De wervingscampagne in het najaar van 2000 heeft een grotere
respons opgeleverd dan de campagne van voorjaar 2000. De
periodieke monitoring van de resultaten van de campagne (bij de
verschillende doelgroepen) maakt het mogelijk verbeteringen en
verfijningen aan te brengen die de effectiviteit van de campagne
vergroten. Eveneens wordt momenteel onderzoek verricht naar de
redenen waarom mensen die informatie aanvragen uiteindelijk niet
geïnteresseerd blijken te zijn in een baan bij de politie.
De internetsite over werving bij de politie neemt aan belang toe.
Het aantal respondenten via internet stijgt sterk en zal bij een
gelijkblijvende ontwikkeling al in de nabije toekomst de
telefonische respons en de schriftelijke respons overtreffen. De
site wordt dit najaar verder uitgebouwd om aantrekkelijker te
worden voor jongeren; op die manier zal de wervingspotentie van de
site toenemen.

*GEGEVENS*
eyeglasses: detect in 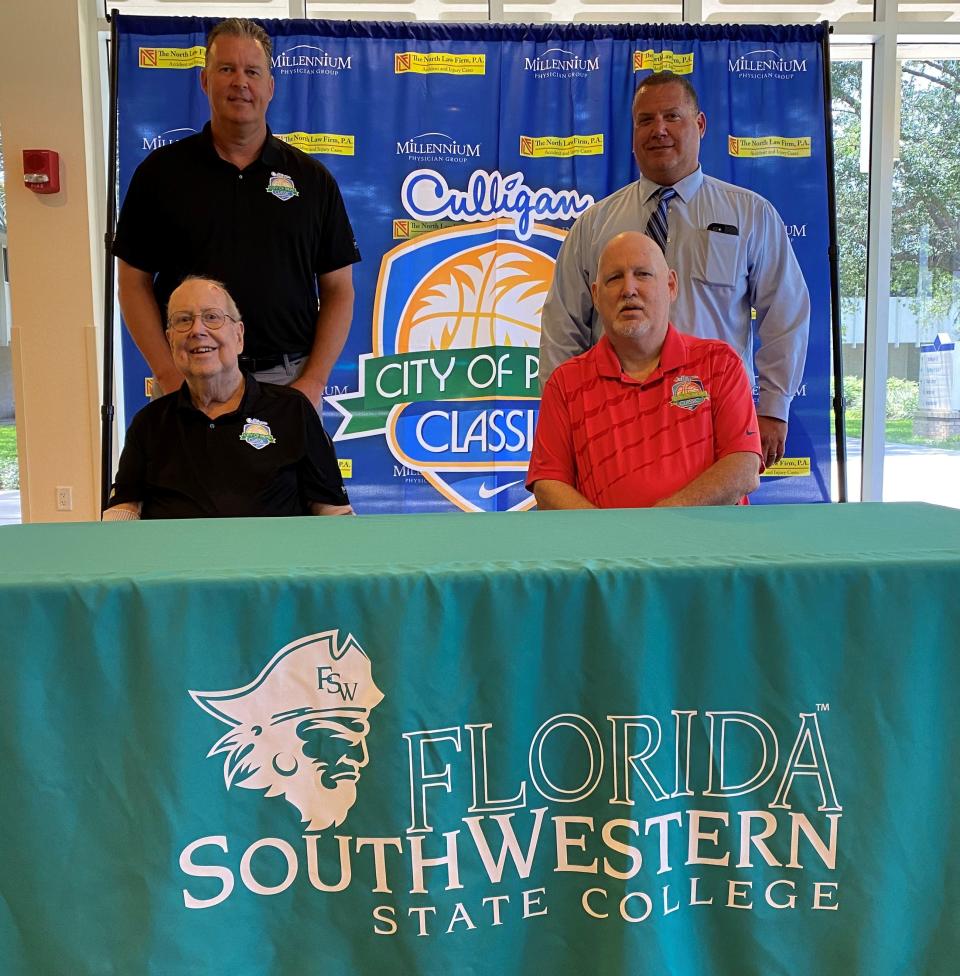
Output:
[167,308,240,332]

--

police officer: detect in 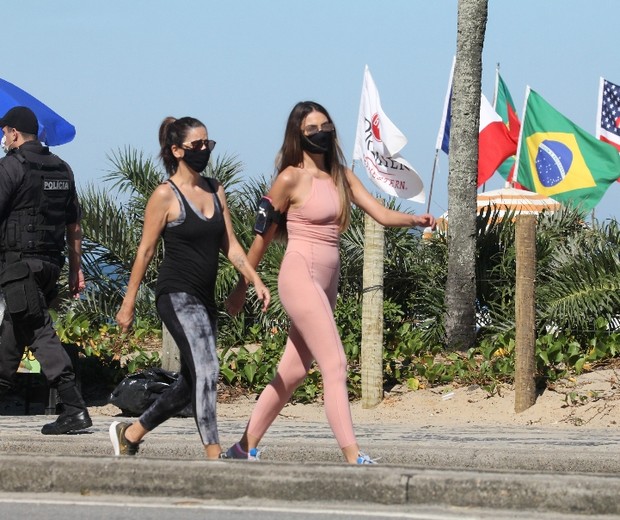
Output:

*TE DOEN*
**1)** Welke campagne kreeg volgens de tekst over politiewerving meer respons dan de campagne van voorjaar 2000?
**2)** Vat de tekst over politiewerving samen in twee zinnen.
**3)** Breid de tekst over politiewerving uit door verder te schrijven na de laatste zin.
De lijst heb je hier niet nodig.

*ANTWOORDEN*
**1)** De wervingscampagne in het najaar van 2000.

**2)** De wervingscampagne van najaar 2000 kreeg meer respons dan die van voorjaar 2000, en door de resultaten geregeld te volgen kan de campagne beter werken; ook wordt onderzocht waarom mensen die informatie aanvragen toch geen baan bij de politie willen. De wervingssite wordt steeds belangrijker, omdat het aantal reacties via internet sterk stijgt, en de site wordt dit najaar uitgebreid om aantrekkelijker te worden voor jongeren.

**3)**
Het opstellen van prognoses voor de vervangingsvraag wordt
gecontinueerd. Ook deze zomer wordt weer een prognose opgesteld
van de vervangingsvraag tot 2010 bij de Nederlandse politie.
Eerdere prognoses zijn beschikbaar en uw Kamer reeds ter kennis
gebracht. Echter, door elk jaar de realisatiecijfers van het
afgelopen jaar te vergelijken met de geprognosticeerde cijfers en
eventuele afwijkingen in de gehanteerde systematiek te verbeteren,
ontstaat een steeds accurater beeld van de behoefte aan nieuw
personeel. Bovendien worden de prognoses uitgebreid voor
specifieke categorieën en wordt de informatie over elk korps
afzonderlijk verder uitgebreid.
Gezien de prognoses en de ontwikkelingen op de arbeidsmarkt zal de
personeelsvoorziening naar verwachting de komende jaren nog aan
belang winnen. Ik ben thans in overleg met de politieregios, KLPD
en LSOP om te bezien hoe het Project Personeelsvoorziening Politie
- een samenwerkingsverband van de regios, KLPD, LSOP en BZK -
beheersmatig kan worden verankerd bij het LSOP. Ook over de
ontwikkelingen hieromtrent zal ik uw Kamer in de toekomst blijven
informeren.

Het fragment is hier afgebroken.